Ombre et lumière, monde musulman et Occident : comment sortir des cloisons binaires ? Si l’islam n’est pas une théocratie, et si l’islam laïque est un non-sens, à quel saint se vouer pour que l’évocation de l’islam des uns et de la laïcité des autres cesse de semer le vent ? Un retour aux sources et aux principes fondateurs pour une évolution émergente continûment créatrice.
L’opposition entre laïcité et islam, aujourd’hui exacerbée par une conjoncture géopolitique inédite, était sur les starting-blocks de ce que certains islamo-politologues ont identifié comme des manifestations de la controversée thèse du Choc des civilisations de Samuel Huntington. Lorsque, d’une incantation militante, l’islamisme devint une réalité politique en 1979 avec la révolution iranienne, les forces majeures qui pilotent les grands mouvements historiques basculèrent dans un rapport qui, dès lors, n’a cessé de réchauffer le climat civilisationnel.
Le mouvement islamiste de l’underground arabo-musulman, aux ambitions populaires, voire populistes, pariant sur la quantité démocratique, y a vu son heure sonner. Coming out de l’islam pride : barbes et voiles décomplexés dehors. Dire démocratie, c’est en principe dire aussi et surtout « qualité ». A l’arithmétique quantitative du « one man, one voice », on mesure, entre autres, cette qualité par l’attention qu’elle porte à ceux que le vote renvoie à la périphérie des minorités.
Avant 1979, les dirigeants arabo-musulmans arrivaient encore à étouffer les aspirations de liberté populaires dans des modèles archaïsants, nationalistes et autoritaires. La laïcité, mot tabou de la lexicographie politique moyen-orientale, y était obscénité. Mais depuis le déboulonnage impérial d’un Shah persan nommé Reza Pahlavi, la donne a changé. Désormais dans l’œil du cyclone des pressions extérieures, et face à une globalisation qui, d’une main, uniformise par ses technologies nomades tout en réveillant, de l’autre, les fiertés refoulées d’hier, l’Orient musulman s’est mué en douce.

__Exercice a__: Réécrivez sous forme de liste JSON de chaînes le passage des enregistrements allant de la ligne qui contient "Could you point to the small" jusqu'à celle qui contient "Could you point to the mown", bornes comprises, à raison d'une chaîne par ligne et sans les lignes vides.

__Données fournies__:
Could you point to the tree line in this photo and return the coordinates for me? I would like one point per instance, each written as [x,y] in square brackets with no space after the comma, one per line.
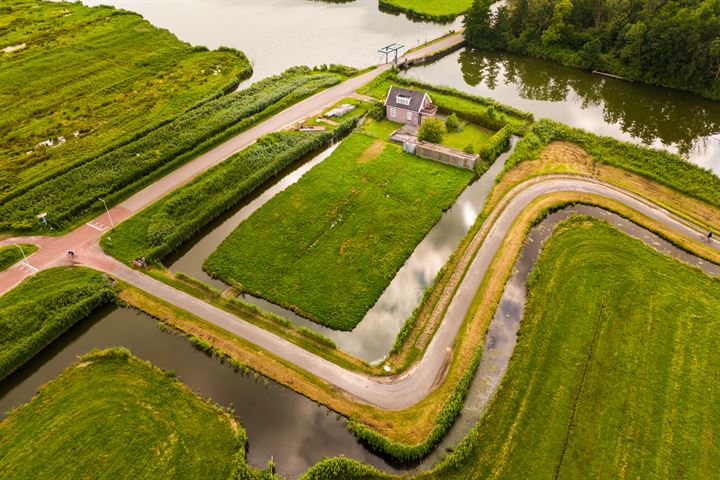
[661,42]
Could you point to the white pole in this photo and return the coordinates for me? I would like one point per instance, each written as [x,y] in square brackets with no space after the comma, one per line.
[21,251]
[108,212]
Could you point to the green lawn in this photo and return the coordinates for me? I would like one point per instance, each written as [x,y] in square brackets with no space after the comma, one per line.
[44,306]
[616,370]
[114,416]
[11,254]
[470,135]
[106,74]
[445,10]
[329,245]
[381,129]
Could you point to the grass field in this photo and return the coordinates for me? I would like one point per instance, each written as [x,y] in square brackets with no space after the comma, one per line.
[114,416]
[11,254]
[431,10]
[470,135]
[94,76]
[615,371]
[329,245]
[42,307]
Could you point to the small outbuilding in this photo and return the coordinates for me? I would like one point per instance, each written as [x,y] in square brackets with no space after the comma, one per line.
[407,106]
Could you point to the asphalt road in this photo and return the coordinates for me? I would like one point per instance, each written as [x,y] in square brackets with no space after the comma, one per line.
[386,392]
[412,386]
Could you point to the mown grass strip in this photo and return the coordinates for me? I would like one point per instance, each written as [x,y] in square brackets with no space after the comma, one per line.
---
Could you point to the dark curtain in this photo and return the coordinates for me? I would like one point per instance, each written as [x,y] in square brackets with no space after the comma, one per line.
--
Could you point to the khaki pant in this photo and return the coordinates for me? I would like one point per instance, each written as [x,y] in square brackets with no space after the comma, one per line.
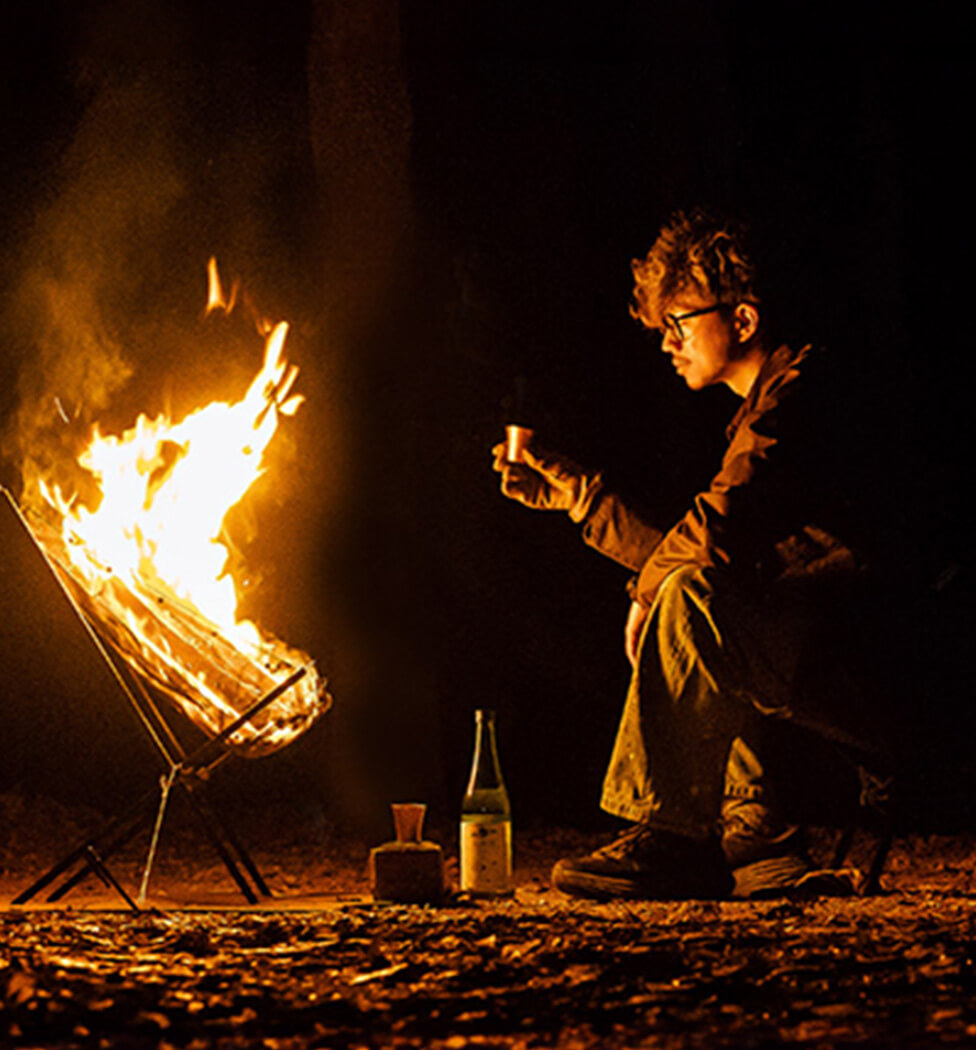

__Exercice b__: Recopiez l'extrait du texte sur l'islam et la laïcité qui va de "Le mouvement islamiste" jusqu'à "périphérie des minorités.", en remplaçant "qualité" par "exigence".

__Réponse a__:
[
  "Could you point to the small outbuilding in this photo and return the coordinates for me? I would like one point per instance, each written as [x,y] in square brackets with no space after the comma, one per line.",
  "[407,106]",
  "Could you point to the asphalt road in this photo and return the coordinates for me? I would like one point per instance, each written as [x,y] in square brackets with no space after the comma, one per line.",
  "[386,392]",
  "[412,386]",
  "Could you point to the mown grass strip in this photo and return the coordinates for me? I would like one point per instance, each written as [x,y] in square brackets with no space after the comma, one per line."
]

__Réponse b__:
Le mouvement islamiste de l’underground arabo-musulman, aux ambitions populaires, voire populistes, pariant sur la quantité démocratique, y a vu son heure sonner. Coming out de l’islam pride : barbes et voiles décomplexés dehors. Dire démocratie, c’est en principe dire aussi et surtout « exigence ». A l’arithmétique quantitative du « one man, one voice », on mesure, entre autres, cette exigence par l’attention qu’elle porte à ceux que le vote renvoie à la périphérie des minorités.